**THE REQUEST:**
Rewrite all the records below, changing each "photograph" to "image" and leaving everything else as it is.

-- start MATERIAL SHOWN --

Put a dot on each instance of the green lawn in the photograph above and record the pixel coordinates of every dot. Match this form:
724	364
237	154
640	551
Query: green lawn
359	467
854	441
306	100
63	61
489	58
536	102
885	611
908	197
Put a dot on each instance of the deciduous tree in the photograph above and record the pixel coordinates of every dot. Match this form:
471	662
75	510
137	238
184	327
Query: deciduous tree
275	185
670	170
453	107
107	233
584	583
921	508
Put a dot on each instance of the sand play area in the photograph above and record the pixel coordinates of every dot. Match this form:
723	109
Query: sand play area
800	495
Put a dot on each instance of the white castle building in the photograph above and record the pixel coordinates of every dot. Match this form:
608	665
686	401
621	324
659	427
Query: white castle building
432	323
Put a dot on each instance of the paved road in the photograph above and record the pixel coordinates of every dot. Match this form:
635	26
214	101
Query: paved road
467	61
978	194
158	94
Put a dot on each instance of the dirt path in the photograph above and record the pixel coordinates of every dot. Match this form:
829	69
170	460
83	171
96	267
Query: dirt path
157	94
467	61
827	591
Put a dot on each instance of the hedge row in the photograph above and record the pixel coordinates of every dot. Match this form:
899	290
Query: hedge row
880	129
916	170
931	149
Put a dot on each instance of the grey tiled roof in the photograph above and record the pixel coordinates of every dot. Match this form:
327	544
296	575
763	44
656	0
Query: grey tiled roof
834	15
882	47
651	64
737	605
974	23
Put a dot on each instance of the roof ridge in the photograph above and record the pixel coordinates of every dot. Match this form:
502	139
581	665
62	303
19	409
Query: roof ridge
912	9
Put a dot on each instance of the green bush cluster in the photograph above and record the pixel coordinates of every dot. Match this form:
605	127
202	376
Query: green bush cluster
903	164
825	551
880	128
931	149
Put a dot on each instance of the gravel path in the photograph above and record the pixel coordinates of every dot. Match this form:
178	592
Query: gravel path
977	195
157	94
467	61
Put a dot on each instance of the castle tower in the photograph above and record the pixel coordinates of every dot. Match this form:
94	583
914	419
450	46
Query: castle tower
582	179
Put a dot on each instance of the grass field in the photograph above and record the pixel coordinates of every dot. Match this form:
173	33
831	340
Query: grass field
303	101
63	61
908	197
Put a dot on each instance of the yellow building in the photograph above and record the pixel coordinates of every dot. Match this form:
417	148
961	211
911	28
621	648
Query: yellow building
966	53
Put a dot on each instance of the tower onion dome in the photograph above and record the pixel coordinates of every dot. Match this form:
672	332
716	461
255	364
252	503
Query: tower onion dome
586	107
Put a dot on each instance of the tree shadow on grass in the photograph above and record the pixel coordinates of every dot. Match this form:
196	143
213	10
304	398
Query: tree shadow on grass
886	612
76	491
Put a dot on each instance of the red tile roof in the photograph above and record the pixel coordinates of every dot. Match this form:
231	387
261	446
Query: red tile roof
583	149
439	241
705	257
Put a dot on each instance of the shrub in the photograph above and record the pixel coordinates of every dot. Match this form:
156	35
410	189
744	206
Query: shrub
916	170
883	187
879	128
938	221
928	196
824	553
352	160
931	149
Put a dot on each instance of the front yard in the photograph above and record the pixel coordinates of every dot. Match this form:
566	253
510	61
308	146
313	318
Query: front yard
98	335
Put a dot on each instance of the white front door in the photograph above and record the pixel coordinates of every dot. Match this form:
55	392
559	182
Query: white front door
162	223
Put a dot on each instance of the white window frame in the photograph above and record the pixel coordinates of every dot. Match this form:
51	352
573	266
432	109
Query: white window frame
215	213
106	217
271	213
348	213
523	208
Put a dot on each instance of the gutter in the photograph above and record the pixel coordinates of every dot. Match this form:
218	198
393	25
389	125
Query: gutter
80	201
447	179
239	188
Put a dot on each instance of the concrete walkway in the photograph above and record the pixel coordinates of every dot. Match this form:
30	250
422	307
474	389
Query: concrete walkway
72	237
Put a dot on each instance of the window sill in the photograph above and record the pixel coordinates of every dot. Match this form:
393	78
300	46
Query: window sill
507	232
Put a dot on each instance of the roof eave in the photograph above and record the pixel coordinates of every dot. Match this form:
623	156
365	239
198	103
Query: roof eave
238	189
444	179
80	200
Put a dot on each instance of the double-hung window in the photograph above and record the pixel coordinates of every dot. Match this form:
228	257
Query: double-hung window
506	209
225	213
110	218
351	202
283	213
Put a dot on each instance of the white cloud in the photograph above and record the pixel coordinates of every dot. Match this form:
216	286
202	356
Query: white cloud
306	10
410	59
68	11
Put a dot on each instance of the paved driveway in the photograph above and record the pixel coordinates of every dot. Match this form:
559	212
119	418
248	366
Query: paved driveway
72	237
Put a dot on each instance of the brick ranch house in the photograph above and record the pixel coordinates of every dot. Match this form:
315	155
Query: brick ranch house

-- end MATERIAL SHOWN --

**ANSWER TO THE PROBLEM:**
Put a dot on each instance of the green lawn in the image above and record the pixel coordinates of every dot. Match this form:
724	364
237	154
640	551
Query: green lawn
359	467
854	441
306	100
63	61
489	58
536	102
885	611
908	197
Put a dot on each instance of the deciduous tree in the image above and record the pixel coordinates of every dot. Match this form:
471	662
75	510
137	238
184	327
Query: deciduous tree
275	185
670	170
453	107
107	233
584	583
921	508
Put a dot on each instance of the sand play area in the image above and record the pixel coordinates of every dot. Match this form:
723	109
Query: sand play area
800	495
Put a dot on each instance of the white castle building in the image above and record the pixel coordinates of every dot. Match this form:
608	665
686	401
621	324
659	427
Query: white castle building
432	323
Put a dot on each instance of the paved road in the image above and record the pixel coordinates of every dot. Match this form:
635	26
214	101
Query: paved road
467	61
978	194
158	94
Put a dot on each instance of the dirt path in the image above and record the pixel coordinates of every dot. Match this form:
829	69
170	460
83	171
96	267
Query: dirt path
157	94
467	61
827	591
Put a dot on each instance of the hedge row in the image above and record the pixel coordinates of every dot. Match this form:
899	290
Query: hedge row
880	129
916	170
931	149
Put a dot on each instance of the grey tiled roof in the image above and record the pixel coordinates of every dot. Match this form:
327	544
296	575
763	44
656	0
Query: grey tiled roof
834	15
882	47
651	64
737	605
974	23
Put a dot on each instance of the roof ridge in the image above and record the pixel coordinates of every dot. Match this form:
502	139
581	665
62	303
19	409
Query: roof ridge
912	9
Put a dot on each instance of the green bush cluster in the image above and record the pixel coordinates of every dot. Match this form:
605	127
202	376
Query: green bush cluster
903	164
825	551
880	128
931	149
Put a dot on each instance of the gravel path in the image above and record the pixel coordinates of every dot. Match this form:
178	592
Query: gravel path
977	195
157	94
467	61
Put a dot on each instance of the castle tower in the image above and record the pixel coordinates of every dot. Match this form:
94	583
914	419
450	46
Query: castle tower
582	179
Put a dot on each instance of the grass field in the image above and record the pixel coordinates of every dot. Match this form:
173	33
831	340
Query: grass field
303	101
63	61
908	197
Put a dot on each instance of the yellow building in the image above and record the pixel coordinates of every dot. Match this form:
417	148
961	211
911	28
621	648
Query: yellow building
966	53
Put a dot on each instance of the tower onion dome in the image above and record the pixel coordinates of every dot. Match this form:
672	332
716	461
255	364
252	503
Query: tower onion dome
586	107
Put a dot on each instance of the tree shadow on grass in the image above and record the pixel coordinates of every dot. Match this form:
196	143
213	10
304	398
Query: tree shadow on grass
886	612
76	491
Put a dot on each instance of the red tile roof in the image above and record the pixel coordinates of every dot. Match this form:
231	387
261	446
Query: red tile roof
583	149
439	241
705	257
Put a dot on each instance of the shrub in the image above and record the pixel coordinates of every dot. Match this form:
156	35
410	189
744	206
Query: shrub
916	170
883	187
879	128
938	221
928	196
824	553
352	160
931	149
Put a dot on each instance of the front yard in the image above and record the pixel coordinates of every dot. Match this form:
566	253
510	61
308	146
313	318
Query: front yard
98	335
Put a dot on each instance of the white front door in the image above and record the pixel coordinates of every dot. Match this form:
55	392
559	182
Query: white front door
162	223
Put a dot on each instance of the white window frame in the image above and record the pixel coordinates of every dot. Match this form:
51	352
573	266
432	109
Query: white window frame
215	213
106	217
271	213
348	213
523	208
Put a dot on each instance of the gutter in the image above and record the pixel coordinates of every dot. Match this form:
218	198
393	25
389	125
Query: gutter
80	201
447	179
239	188
Put a dot on each instance of the concrete walkway in the image above and record the pixel coordinates of every dot. Match this form:
30	250
422	307
474	389
Query: concrete walkway
72	237
Put a dot on each instance of the window sill in the image above and record the pixel coordinates of every dot. Match this form:
393	78
300	46
Query: window sill
507	232
Put a dot on each instance of the roof eave in the image above and record the pixel coordinates of every dot. Match this form:
623	156
365	239
198	103
Query: roof eave
238	189
444	179
80	200
Put a dot on each instance of the double-hung window in the image above and record the pixel coordinates of every dot. Match this form:
228	257
Query: double-hung window
506	209
225	213
110	218
351	202
283	213
Put a dot on each instance of the white cloud in the image above and record the pixel coordinates of every dot. Match this form:
216	286
202	356
Query: white cloud
306	10
410	59
68	11
Put a dot on each instance of the paved driveway in the image above and record the pixel coordinates of every dot. Match this form:
559	212
119	418
248	366
Query: paved driveway
72	237
Put a dot on each instance of the brick ranch house in the image above and record the pixel coordinates of every dot. Match this form:
315	155
Query: brick ranch house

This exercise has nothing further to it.